**TASK DETAILS:**
Reproduce verbatim the lines of the entries below, starting with the line that contains "Mark a point on each instance of the green chair" and continuing through the line that contains "[(278, 273)]", with both of those lines included.

**PROVIDED RECORDS:**

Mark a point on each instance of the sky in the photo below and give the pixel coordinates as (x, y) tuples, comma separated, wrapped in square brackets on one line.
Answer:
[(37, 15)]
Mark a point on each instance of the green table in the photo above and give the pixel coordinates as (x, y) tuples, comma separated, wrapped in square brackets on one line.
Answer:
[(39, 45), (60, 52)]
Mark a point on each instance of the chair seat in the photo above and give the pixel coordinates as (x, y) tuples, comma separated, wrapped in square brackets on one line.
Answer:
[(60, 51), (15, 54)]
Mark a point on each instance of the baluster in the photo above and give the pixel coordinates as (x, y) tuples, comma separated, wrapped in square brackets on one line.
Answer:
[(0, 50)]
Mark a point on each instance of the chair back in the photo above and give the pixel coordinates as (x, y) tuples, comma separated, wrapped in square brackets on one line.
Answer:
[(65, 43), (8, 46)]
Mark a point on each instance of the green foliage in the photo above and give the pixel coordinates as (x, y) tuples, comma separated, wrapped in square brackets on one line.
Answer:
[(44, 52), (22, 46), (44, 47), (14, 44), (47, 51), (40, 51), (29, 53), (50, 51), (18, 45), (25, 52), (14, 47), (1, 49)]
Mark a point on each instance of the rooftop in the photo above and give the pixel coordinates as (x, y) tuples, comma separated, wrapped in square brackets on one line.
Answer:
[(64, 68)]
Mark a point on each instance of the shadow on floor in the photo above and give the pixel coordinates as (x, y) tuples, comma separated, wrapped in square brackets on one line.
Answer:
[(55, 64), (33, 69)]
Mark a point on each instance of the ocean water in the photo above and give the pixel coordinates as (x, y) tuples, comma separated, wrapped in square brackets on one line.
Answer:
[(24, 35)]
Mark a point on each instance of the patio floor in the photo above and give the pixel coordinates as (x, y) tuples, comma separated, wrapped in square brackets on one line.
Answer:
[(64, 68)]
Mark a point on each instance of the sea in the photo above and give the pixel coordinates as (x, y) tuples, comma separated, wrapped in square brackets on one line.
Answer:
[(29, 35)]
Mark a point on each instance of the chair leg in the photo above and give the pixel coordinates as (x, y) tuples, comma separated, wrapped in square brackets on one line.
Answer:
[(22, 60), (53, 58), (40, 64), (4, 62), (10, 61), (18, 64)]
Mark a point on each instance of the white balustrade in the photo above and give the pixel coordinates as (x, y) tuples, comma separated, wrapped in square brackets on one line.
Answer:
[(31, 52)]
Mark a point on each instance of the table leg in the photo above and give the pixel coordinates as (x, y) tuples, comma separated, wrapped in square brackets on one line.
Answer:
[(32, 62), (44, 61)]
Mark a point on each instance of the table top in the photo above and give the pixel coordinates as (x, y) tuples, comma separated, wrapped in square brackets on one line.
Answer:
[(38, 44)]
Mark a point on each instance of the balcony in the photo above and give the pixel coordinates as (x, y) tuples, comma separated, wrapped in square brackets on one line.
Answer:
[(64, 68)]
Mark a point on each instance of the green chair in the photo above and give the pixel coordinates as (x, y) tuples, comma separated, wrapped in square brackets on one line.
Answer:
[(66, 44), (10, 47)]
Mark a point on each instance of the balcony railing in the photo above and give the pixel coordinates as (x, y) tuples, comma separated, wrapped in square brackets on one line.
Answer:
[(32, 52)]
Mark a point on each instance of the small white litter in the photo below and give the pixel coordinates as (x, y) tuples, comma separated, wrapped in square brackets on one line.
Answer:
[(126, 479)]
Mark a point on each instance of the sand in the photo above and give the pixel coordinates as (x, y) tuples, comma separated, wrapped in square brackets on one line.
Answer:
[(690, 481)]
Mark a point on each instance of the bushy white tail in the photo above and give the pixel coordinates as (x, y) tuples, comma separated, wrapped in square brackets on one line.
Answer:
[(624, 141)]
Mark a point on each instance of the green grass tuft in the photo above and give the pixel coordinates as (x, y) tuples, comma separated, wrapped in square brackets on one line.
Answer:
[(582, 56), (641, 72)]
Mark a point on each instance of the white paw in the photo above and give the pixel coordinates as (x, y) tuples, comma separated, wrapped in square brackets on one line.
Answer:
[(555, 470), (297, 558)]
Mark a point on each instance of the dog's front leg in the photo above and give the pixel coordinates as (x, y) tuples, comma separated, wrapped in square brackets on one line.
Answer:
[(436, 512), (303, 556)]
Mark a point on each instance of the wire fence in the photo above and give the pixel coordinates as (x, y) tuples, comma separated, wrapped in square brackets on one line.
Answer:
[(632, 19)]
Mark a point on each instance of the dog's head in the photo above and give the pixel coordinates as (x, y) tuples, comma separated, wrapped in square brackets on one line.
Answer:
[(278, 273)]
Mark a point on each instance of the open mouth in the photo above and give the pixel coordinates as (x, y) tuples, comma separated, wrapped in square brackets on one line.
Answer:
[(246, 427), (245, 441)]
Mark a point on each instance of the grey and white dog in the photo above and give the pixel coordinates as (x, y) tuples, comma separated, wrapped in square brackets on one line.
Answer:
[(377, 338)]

**TASK OUTPUT:**
Mark a point on each instance of the green chair in the photo above and give the pixel coordinates as (x, y) tuples, comma separated, wrapped in square brackets on one line.
Answer:
[(66, 44), (10, 47)]
Mark a point on each instance of the balcony railing in the photo above and give the pixel coordinates as (x, y) tuples, comma separated, wrapped in square brackets on one line.
Answer:
[(32, 52)]
Mark a point on each instance of the small white litter in the photo below and give the pixel coordinates as (x, y) tuples, comma separated, wrapped in square brackets on one line.
Answer:
[(126, 479)]
Mark a point on each instance of the sand in the photo above and give the pixel coordinates as (x, y) tuples, comma separated, wrapped in square brackets on one line.
Answer:
[(690, 481)]
Mark a point on each instance of the bushy white tail in the photo above and give the pixel coordinates as (x, y) tuples, comma separated, wrapped in square brackets on one line.
Answer:
[(624, 141)]
Mark a point on each instance of the green grass tuft in the photo above and give the pixel coordinates as (x, y) tuples, comma separated, wrapped in square brackets on one line.
Answer:
[(582, 56), (641, 72)]
Mark a point on each instance of the white paw in the photo above and give the pixel coordinates as (x, y) tuples, comma separated, wrapped in square brackets on one line.
Answer:
[(555, 470), (297, 558)]
Mark a point on each instance of the dog's front leg in the photo above and give the pixel coordinates as (x, y) tuples, comma separated, wrapped in square brackets on one line.
Answer:
[(436, 512), (303, 556)]
Mark a point on each instance of the wire fence in the photo above and give the pixel coordinates as (x, y) tuples, comma separated, wrapped in square brackets on one line.
Answer:
[(632, 19)]
Mark a point on each instance of the dog's head in the photo above and give the pixel coordinates as (x, y) tuples, comma separated, wrapped in square brackets on one line.
Answer:
[(278, 273)]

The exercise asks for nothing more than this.